[Text provided]:

_ _ _ _ _ _ _

In some embodiments, a tangible, non-transitory, computer-readable media having instructions thereupon which, when executed by a processor, cause the processor to perform a method. The method includes receiving, from an inertial measurement unit (IMU), inertial measurement data of a golf club swing, and receiving, from at least a camera, a video of the golf club swing, having depth or depth information. The method includes determining, in human model coordinate space, a three-dimensional trajectory of an infrared marker, based on detecting and tracking the infrared marker in the video having depth or depth information, and determining, in IMU coordinate space, a three-dimensional trajectory of the IMU, based on the inertial measurement data of the golf club swing. The method includes determining a transformation matrix from the human model coordinate space to the IMU coordinate space, and overlaying a projected golf club trajectory, generated from the inertial measurement data of the golf club swing, onto a three-dimensional human model sequence of the golf club swing, generated from the video with depth or depth information, with the overlaying based on spatial alignment of the inertial measurement data of the golf club swing and a three-dimensional human model, using the transformation matrix.
Other aspects and advantages of the embodiments will become apparent from the following detailed description taken in conjunction with the accompanying drawings which illustrate, by way of example, the principles of the described embodiments.
The described embodiments and the advantages thereof may best be understood by reference to the following description taken in conjunction with the accompanying drawings. These drawings in no way limit any changes in form and detail that may be made to the described embodiments by one skilled in the art without departing from the spirit and scope of the described embodiments.

_ _ _ _ _ _ _

[Data rows]:

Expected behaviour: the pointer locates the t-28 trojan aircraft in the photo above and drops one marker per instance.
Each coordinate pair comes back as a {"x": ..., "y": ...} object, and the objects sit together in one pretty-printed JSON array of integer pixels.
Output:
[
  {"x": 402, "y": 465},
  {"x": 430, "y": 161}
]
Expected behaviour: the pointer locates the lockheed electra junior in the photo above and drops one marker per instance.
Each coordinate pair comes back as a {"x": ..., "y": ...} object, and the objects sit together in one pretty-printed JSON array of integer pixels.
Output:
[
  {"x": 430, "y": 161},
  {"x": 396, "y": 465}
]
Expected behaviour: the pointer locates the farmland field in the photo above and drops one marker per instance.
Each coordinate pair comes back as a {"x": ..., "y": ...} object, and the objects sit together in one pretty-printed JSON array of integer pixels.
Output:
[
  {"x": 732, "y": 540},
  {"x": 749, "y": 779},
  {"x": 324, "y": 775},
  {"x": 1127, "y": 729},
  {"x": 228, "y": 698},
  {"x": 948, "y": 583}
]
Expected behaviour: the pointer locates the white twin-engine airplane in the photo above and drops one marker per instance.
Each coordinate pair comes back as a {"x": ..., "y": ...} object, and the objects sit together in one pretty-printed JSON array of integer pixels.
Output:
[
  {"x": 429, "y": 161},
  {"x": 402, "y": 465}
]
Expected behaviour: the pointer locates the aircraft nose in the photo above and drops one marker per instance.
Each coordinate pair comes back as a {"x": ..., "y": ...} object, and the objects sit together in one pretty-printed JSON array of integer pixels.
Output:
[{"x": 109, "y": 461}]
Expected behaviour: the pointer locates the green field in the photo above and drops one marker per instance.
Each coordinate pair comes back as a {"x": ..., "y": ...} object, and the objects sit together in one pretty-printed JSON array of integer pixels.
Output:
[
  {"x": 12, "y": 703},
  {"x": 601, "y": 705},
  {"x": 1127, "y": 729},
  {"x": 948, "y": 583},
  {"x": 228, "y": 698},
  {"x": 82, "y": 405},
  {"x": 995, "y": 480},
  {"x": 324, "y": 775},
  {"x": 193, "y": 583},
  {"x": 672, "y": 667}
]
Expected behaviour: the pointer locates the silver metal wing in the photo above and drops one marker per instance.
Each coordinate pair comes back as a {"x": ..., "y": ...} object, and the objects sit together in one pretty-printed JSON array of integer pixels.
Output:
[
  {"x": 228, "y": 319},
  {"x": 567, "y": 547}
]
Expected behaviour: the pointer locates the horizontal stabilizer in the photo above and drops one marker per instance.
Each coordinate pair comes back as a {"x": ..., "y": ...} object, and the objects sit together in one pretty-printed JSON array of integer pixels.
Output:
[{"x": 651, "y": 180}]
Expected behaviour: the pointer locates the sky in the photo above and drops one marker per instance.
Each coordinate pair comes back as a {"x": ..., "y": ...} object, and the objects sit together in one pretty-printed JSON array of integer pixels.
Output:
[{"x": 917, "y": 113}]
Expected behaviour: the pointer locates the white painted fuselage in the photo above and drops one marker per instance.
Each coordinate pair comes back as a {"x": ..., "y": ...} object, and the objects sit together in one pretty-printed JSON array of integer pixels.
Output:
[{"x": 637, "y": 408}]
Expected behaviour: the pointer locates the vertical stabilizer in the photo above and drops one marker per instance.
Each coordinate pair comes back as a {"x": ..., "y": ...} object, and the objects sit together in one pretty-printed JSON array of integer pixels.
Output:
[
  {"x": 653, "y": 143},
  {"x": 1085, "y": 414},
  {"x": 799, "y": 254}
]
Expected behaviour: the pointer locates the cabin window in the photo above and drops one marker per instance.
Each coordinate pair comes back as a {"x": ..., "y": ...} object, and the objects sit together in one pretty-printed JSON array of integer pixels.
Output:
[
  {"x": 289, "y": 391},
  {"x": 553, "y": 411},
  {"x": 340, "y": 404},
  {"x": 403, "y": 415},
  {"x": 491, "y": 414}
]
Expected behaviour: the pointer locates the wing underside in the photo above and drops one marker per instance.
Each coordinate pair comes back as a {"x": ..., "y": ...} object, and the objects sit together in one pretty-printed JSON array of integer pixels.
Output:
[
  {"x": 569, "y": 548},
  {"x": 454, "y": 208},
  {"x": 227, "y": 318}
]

_ _ _ _ _ _ _

[Set problem 1]:
Repeat the part of the golf swing passage that begins at the words "Other aspects and" and stops after "scope of the described embodiments.".
[Set problem 2]:
In one to three sentences, explain what the golf swing passage says the overlay of the projected golf club trajectory onto the three-dimensional human model sequence is based on.
[Set problem 3]:
Resume the golf swing passage from where it stops.
These lines have no connection to the golf swing passage.

[Exercise result 1]:
Other aspects and advantages of the embodiments will become apparent from the following detailed description taken in conjunction with the accompanying drawings which illustrate, by way of example, the principles of the described embodiments.
The described embodiments and the advantages thereof may best be understood by reference to the following description taken in conjunction with the accompanying drawings. These drawings in no way limit any changes in form and detail that may be made to the described embodiments by one skilled in the art without departing from the spirit and scope of the described embodiments.

[Exercise result 2]:
The overlay is based on the spatial alignment of the golf club swing's inertial measurement data with a three-dimensional human model. That alignment uses the transformation matrix from the human model coordinate space to the IMU coordinate space.

[Exercise result 3]:
A golf coaching system for golf swing analysis performs spatial and temporal alignment of an inertial measurement unit (IMU) captured golf swing and a three-dimensional human model, based on a three-dimensional (3D) video of the golf swing, using an apparatus and various methods described herein. In one embodiment, the golf coaching system detects and tracks an infrared reflective marker, and uses this tracking for the spatial alignment. In another embodiment, the golf coaching system detects and tracks skeleton points, and uses this tracking for the spatial alignment. Also, the golf coaching system calculates an arm-golf club angle and an arm-floor angle for the golfer, from a three-dimensional human skeleton model based on the three-dimensional video and the spatial alignment with the IMU captured golf swing. These angles and various videos with overlays can be output by the system, for use in coaching a golfer. The methods can be performed on one or more processors, such as a processor of an IMU, a processor of a computing device and/or a processor of a mobile device (which could also be a computing device).
One device that is suitable for performing portions of various methods and serving as a portion of a suitable apparatus is the M-Tracer™ of the assignee, which is an IMU that can be mounted to a golf club. The M-Tracer™ is equipped with wireless communication, and can send IMU data to another wireless device. Although embodiments are described herein using the M-Tracer™ as an IMU in one embodiment, it should be appreciated that variations and further embodiments are readily devised using other IMU systems, as the embodiments are not limited to the M-Tracer™ product.
The embodiments provide a method to automatically calibrate the IMU system and the 3D human model system is described. After calibration, the IMU system captured trajectory can be overlaid on top of the 3D video. The following is a method to spatially align the IMU system captured golf swing trajectory with a 3D human model based on 3D video captured by one or multiple depth sensors. Variations using other types of 3D video (e.g., stereo video) or 3D video captured by other types of cameras are readily devised, in keeping with the teachings herein. The method automatically estimates the transformation matrix from IMU system coordinate space to 3D human model coordinate space by aligning the IMU system swing trajectory with a detected IR (infrared) marker, which is attached on a hand or golf club. Variations with other types of markers are readily devised. The method has the following steps which will be explained further in more detail:
Although in theory only rigid transformation exists between the two coordinate systems, a perfect alignment cannot always be achieved due to error from the IMU system trajectory as well as marker detection. For a better visual alignment, a non-rigid transformation process can be followed in some embodiments.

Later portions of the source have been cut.